**WHAT IS BEING ASKED:** Reproduce the lines from the one containing "A point belongs on each instance of the air" through the end of the items, inclusive, and nothing else. Offset every coordinate in the answers by adding -6 to it, and keep the requests and their sample coordinates unchanged.

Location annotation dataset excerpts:

———

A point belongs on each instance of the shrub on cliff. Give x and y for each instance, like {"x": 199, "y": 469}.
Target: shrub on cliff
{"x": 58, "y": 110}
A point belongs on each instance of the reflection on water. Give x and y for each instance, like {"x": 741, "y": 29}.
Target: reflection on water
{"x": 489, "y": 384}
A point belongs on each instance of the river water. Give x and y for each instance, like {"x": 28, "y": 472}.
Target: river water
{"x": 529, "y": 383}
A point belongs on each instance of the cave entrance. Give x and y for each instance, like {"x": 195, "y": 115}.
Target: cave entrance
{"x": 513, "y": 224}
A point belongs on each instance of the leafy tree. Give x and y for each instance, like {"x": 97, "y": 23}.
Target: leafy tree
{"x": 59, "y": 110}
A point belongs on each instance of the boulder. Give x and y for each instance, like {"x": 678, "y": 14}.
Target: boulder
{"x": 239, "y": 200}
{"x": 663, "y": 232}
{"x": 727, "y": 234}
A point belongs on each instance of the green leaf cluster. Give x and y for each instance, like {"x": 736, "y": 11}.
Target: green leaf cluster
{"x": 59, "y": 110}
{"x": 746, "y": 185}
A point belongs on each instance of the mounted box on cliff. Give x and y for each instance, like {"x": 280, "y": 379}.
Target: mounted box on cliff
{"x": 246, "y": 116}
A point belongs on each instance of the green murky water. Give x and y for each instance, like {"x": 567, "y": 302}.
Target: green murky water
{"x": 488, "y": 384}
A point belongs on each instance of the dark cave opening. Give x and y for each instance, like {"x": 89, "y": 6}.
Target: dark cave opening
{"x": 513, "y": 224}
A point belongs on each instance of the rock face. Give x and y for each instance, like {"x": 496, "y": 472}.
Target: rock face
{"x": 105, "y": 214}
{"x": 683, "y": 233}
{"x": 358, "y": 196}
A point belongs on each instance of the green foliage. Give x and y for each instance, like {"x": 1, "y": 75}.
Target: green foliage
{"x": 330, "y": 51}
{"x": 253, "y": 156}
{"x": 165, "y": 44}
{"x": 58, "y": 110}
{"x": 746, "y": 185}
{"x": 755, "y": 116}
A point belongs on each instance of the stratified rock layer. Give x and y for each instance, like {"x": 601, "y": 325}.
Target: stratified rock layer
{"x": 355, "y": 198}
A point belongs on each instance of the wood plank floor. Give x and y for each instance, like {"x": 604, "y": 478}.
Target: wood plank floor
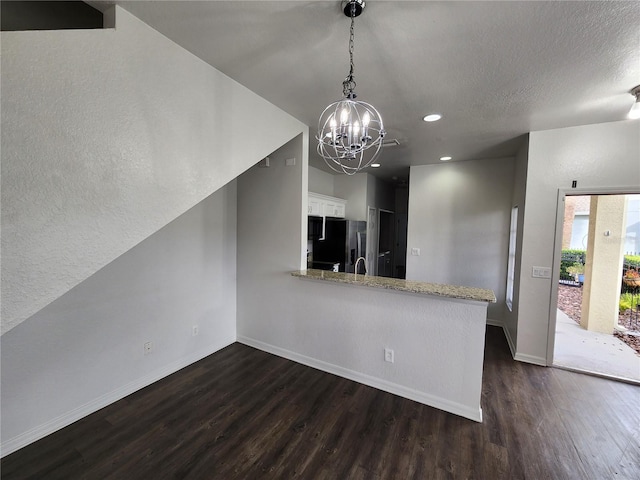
{"x": 243, "y": 414}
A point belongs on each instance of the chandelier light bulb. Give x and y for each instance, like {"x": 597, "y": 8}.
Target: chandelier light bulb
{"x": 350, "y": 131}
{"x": 634, "y": 113}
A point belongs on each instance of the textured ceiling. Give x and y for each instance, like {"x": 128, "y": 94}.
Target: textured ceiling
{"x": 495, "y": 70}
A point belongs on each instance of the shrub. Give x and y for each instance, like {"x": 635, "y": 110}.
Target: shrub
{"x": 627, "y": 301}
{"x": 632, "y": 261}
{"x": 569, "y": 257}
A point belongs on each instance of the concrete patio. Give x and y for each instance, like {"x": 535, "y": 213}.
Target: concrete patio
{"x": 596, "y": 353}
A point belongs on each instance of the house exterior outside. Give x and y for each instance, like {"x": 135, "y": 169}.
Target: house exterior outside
{"x": 127, "y": 218}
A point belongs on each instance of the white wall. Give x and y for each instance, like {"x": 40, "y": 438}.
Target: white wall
{"x": 459, "y": 215}
{"x": 342, "y": 328}
{"x": 320, "y": 182}
{"x": 353, "y": 188}
{"x": 107, "y": 135}
{"x": 85, "y": 350}
{"x": 596, "y": 156}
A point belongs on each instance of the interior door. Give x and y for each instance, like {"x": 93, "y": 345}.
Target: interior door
{"x": 372, "y": 241}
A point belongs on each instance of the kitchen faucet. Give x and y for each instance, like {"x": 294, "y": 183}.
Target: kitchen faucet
{"x": 364, "y": 262}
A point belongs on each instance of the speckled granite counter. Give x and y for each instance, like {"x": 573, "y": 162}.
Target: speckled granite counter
{"x": 441, "y": 290}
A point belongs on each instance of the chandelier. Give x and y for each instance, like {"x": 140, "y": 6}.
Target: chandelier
{"x": 350, "y": 132}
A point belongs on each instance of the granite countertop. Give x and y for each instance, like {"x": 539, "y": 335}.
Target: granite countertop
{"x": 450, "y": 291}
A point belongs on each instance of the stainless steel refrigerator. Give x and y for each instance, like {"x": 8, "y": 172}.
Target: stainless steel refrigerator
{"x": 343, "y": 243}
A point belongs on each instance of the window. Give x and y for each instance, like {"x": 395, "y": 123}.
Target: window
{"x": 511, "y": 265}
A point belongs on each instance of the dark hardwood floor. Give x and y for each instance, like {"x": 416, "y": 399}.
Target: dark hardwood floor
{"x": 242, "y": 414}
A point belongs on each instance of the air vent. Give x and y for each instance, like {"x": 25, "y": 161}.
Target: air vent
{"x": 22, "y": 15}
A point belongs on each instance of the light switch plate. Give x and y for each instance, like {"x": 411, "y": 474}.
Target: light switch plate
{"x": 541, "y": 272}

———

**RESPONSE TO THIS EXERCISE:**
A point belongs on each instance of the air vent. Give x and y for each instance, like {"x": 25, "y": 161}.
Target: air vent
{"x": 16, "y": 9}
A point belongs on each instance of the light switch plate. Give x and y for each instance, like {"x": 411, "y": 474}.
Target: light switch plate
{"x": 535, "y": 266}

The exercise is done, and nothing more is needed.